Considering your opinion on the subject is that a slayer, whose skillset includes a bunch of things (all of which can fall into the general purview of any mundane guy with a sword/axe/daggers and some know-how), is ONLY capable of being any of a small niche of characters (namely assassins)? Yeah, I think you're outright wrong.

There is literally nothing in either the rules or the spirit of the game that says "X has to be portrayed by Y," and more to the point, the fact that this is a common misconception is the #1 problem that prevents many people from actually enjoying Pathfinder.

The name of each class is fluff based on the general archetype it was originally designed to fill. It is neither a pair of shackles nor meaningless, but it is not the end-all-be-all of what each character that has levels in it can do.

Scarab Sages

GreyWolfLord wrote:
What's disturbing is that people are going to the extreme of the former and NOT ALLOWING ANYONE any other playstyle or to see anything differently. They don't even allow someone on a middle ground in between the two, much less other less extreme views!

You know, you're the one telling people they aren't allowed to use certain classes to represent certain concepts, and that every PC of a particular class has to have the same background.

That approach is long gone, and good riddance. It was one of the selling points of 3rd Edition D&D, and the reason there's no longer a 'Thief' class.
Because enough people told WotC they were tired of being forced into a tired niche, of the 'CG/CN/CE/NE untrustworthy douchebag' and prevented from making their LG 'security chief'. Or LN 'secret agent'. So we now have the Rogue, who can be all those concepts, and more.

WotC and Paizo printed several series of articles, showing how to realise different character concepts using different combinations of multiclassed skill packages. They certainly viewed the classes as a buffet, whose flavour was mutable to taste.
They give examples in the class introductions, but those are meant to be inspirational, not a straightjacket.

[Saved entries]
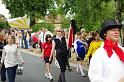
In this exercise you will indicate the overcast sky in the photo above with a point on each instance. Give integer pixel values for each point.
(4, 11)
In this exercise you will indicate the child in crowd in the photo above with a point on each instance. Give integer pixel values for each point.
(46, 51)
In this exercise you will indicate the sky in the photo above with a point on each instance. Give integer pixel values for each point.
(4, 11)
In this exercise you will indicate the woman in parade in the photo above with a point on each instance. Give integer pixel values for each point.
(10, 59)
(80, 50)
(46, 50)
(107, 63)
(59, 44)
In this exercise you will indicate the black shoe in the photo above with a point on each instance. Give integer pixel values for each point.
(69, 69)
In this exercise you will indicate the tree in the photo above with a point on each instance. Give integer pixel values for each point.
(32, 8)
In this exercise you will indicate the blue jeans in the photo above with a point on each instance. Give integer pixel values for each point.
(11, 73)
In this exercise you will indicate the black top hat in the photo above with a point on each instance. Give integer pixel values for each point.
(107, 25)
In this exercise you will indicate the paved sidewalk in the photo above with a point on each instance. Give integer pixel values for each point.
(38, 53)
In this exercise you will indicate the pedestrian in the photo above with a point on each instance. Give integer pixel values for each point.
(10, 59)
(80, 50)
(59, 44)
(107, 63)
(94, 45)
(46, 51)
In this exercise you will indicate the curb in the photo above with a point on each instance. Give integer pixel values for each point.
(39, 55)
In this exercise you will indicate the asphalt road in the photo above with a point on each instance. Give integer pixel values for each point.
(34, 71)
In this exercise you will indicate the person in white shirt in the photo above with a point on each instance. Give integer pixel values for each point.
(10, 59)
(107, 63)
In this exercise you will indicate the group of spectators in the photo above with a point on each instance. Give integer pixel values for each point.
(102, 51)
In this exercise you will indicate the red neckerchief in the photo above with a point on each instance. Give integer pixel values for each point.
(108, 46)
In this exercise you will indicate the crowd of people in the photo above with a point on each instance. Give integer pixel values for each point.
(102, 51)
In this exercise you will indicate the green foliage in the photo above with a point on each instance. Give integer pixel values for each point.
(38, 26)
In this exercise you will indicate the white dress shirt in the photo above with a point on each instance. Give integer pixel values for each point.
(105, 69)
(11, 56)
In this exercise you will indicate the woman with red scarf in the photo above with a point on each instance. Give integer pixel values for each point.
(107, 63)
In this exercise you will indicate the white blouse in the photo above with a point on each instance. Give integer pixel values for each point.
(11, 56)
(105, 69)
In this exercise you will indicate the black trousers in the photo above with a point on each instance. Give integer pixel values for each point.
(62, 60)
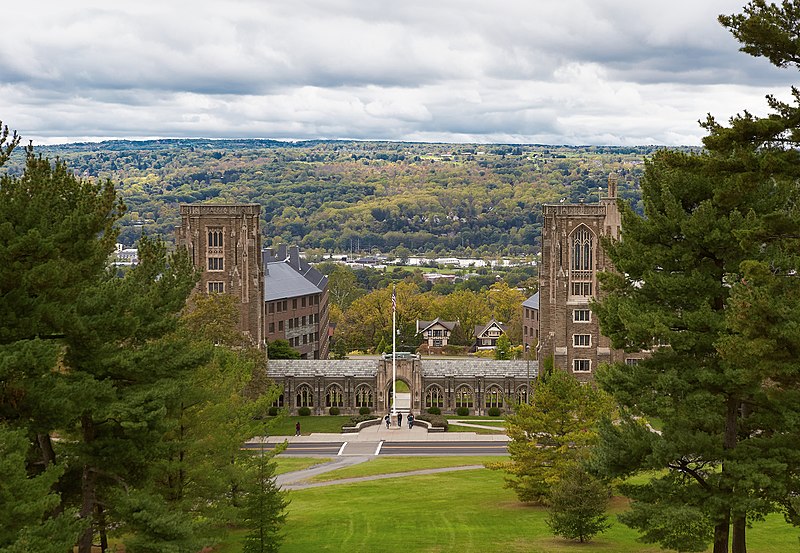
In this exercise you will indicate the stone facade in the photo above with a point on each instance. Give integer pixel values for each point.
(224, 242)
(571, 259)
(477, 384)
(530, 326)
(296, 298)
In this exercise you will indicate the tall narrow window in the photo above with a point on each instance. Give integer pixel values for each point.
(581, 262)
(215, 237)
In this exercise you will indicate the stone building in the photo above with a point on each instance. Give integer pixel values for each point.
(472, 383)
(296, 303)
(224, 242)
(530, 325)
(571, 259)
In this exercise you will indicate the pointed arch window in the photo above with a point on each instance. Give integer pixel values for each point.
(434, 397)
(305, 396)
(581, 262)
(363, 396)
(334, 397)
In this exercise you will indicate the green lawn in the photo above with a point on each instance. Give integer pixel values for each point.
(284, 426)
(389, 465)
(469, 512)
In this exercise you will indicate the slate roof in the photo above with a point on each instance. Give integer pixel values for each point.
(532, 302)
(283, 281)
(422, 326)
(306, 368)
(480, 330)
(288, 276)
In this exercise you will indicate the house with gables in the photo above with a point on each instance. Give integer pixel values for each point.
(436, 333)
(486, 335)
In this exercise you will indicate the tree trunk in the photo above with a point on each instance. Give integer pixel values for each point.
(46, 447)
(721, 537)
(739, 544)
(101, 525)
(88, 487)
(88, 490)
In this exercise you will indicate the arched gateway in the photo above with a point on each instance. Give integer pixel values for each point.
(475, 383)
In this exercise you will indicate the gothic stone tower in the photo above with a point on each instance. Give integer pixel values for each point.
(224, 242)
(571, 259)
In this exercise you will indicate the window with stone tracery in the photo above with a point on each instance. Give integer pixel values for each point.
(434, 397)
(363, 396)
(581, 262)
(305, 396)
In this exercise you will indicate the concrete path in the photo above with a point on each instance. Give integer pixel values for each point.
(365, 445)
(379, 433)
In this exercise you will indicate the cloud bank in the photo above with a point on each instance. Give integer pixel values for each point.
(618, 72)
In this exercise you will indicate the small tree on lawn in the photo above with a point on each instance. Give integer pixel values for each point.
(503, 349)
(265, 507)
(577, 506)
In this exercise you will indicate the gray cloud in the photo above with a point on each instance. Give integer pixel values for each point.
(558, 71)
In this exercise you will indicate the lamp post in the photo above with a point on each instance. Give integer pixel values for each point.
(528, 364)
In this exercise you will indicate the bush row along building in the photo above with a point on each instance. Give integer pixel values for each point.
(281, 296)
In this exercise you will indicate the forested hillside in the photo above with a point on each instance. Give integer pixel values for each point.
(342, 195)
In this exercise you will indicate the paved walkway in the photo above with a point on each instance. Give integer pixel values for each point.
(379, 433)
(362, 447)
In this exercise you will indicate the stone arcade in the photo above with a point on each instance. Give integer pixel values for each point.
(350, 384)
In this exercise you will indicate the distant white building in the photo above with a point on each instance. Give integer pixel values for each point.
(125, 256)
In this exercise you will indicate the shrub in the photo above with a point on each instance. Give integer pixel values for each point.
(578, 506)
(435, 420)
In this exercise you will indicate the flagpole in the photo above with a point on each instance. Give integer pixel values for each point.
(394, 353)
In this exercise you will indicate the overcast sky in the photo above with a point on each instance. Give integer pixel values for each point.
(615, 72)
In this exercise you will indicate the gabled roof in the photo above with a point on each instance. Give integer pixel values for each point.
(286, 275)
(281, 281)
(480, 330)
(532, 302)
(422, 326)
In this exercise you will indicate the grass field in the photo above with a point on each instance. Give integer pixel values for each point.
(284, 426)
(389, 465)
(469, 512)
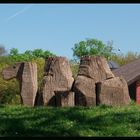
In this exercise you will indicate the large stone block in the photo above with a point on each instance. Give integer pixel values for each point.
(64, 99)
(95, 67)
(85, 94)
(113, 92)
(26, 74)
(58, 78)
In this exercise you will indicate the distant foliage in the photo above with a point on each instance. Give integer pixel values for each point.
(2, 50)
(123, 59)
(93, 47)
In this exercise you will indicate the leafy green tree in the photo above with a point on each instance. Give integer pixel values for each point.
(2, 50)
(93, 47)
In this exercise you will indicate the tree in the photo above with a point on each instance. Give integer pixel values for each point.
(2, 50)
(93, 47)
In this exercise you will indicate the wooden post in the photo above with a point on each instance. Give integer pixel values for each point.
(138, 92)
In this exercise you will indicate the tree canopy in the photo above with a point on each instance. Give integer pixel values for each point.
(93, 47)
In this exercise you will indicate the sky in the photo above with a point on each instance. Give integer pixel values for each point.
(57, 27)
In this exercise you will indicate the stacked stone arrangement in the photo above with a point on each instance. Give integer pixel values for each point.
(26, 74)
(95, 83)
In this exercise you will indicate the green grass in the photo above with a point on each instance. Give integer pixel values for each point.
(77, 121)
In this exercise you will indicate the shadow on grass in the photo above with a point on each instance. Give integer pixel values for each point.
(49, 121)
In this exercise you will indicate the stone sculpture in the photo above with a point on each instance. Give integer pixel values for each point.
(96, 84)
(26, 74)
(57, 82)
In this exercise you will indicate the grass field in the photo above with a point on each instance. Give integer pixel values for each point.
(76, 121)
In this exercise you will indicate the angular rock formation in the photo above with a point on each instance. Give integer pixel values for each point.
(57, 80)
(113, 92)
(96, 84)
(26, 74)
(65, 99)
(95, 67)
(84, 88)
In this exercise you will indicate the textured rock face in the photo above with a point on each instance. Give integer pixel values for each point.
(26, 74)
(95, 84)
(57, 80)
(13, 71)
(95, 67)
(64, 99)
(29, 84)
(85, 94)
(113, 92)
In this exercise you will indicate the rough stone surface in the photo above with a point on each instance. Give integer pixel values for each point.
(113, 92)
(26, 74)
(96, 84)
(84, 89)
(95, 67)
(58, 77)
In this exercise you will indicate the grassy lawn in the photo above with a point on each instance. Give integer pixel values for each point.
(76, 121)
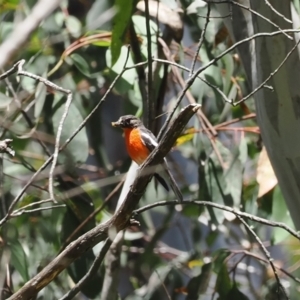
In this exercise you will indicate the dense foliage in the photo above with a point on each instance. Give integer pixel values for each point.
(189, 251)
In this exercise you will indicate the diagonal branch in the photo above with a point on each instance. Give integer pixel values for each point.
(118, 222)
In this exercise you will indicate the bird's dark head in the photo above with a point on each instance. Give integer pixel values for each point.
(128, 121)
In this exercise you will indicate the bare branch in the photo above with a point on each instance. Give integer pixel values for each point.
(118, 222)
(23, 30)
(200, 41)
(92, 271)
(267, 254)
(225, 208)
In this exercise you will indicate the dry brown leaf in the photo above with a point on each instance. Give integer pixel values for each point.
(265, 175)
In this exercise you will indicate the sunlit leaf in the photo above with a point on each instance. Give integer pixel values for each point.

__PROBLEMS TO WORK ON__.
[A] In the forum post on Pathfinder classes, what is the name of each class said to be based on?
[B] Retype part of the forum post on Pathfinder classes, starting at the words "Considering your opinion" and ending after "actually enjoying Pathfinder.".
These records were drawn from a separate source.

__ANSWER SET__.
[A] The general archetype the class was originally designed to fill.

[B]
Considering your opinion on the subject is that a slayer, whose skillset includes a bunch of things (all of which can fall into the general purview of any mundane guy with a sword/axe/daggers and some know-how), is ONLY capable of being any of a small niche of characters (namely assassins)? Yeah, I think you're outright wrong.

There is literally nothing in either the rules or the spirit of the game that says "X has to be portrayed by Y," and more to the point, the fact that this is a common misconception is the #1 problem that prevents many people from actually enjoying Pathfinder.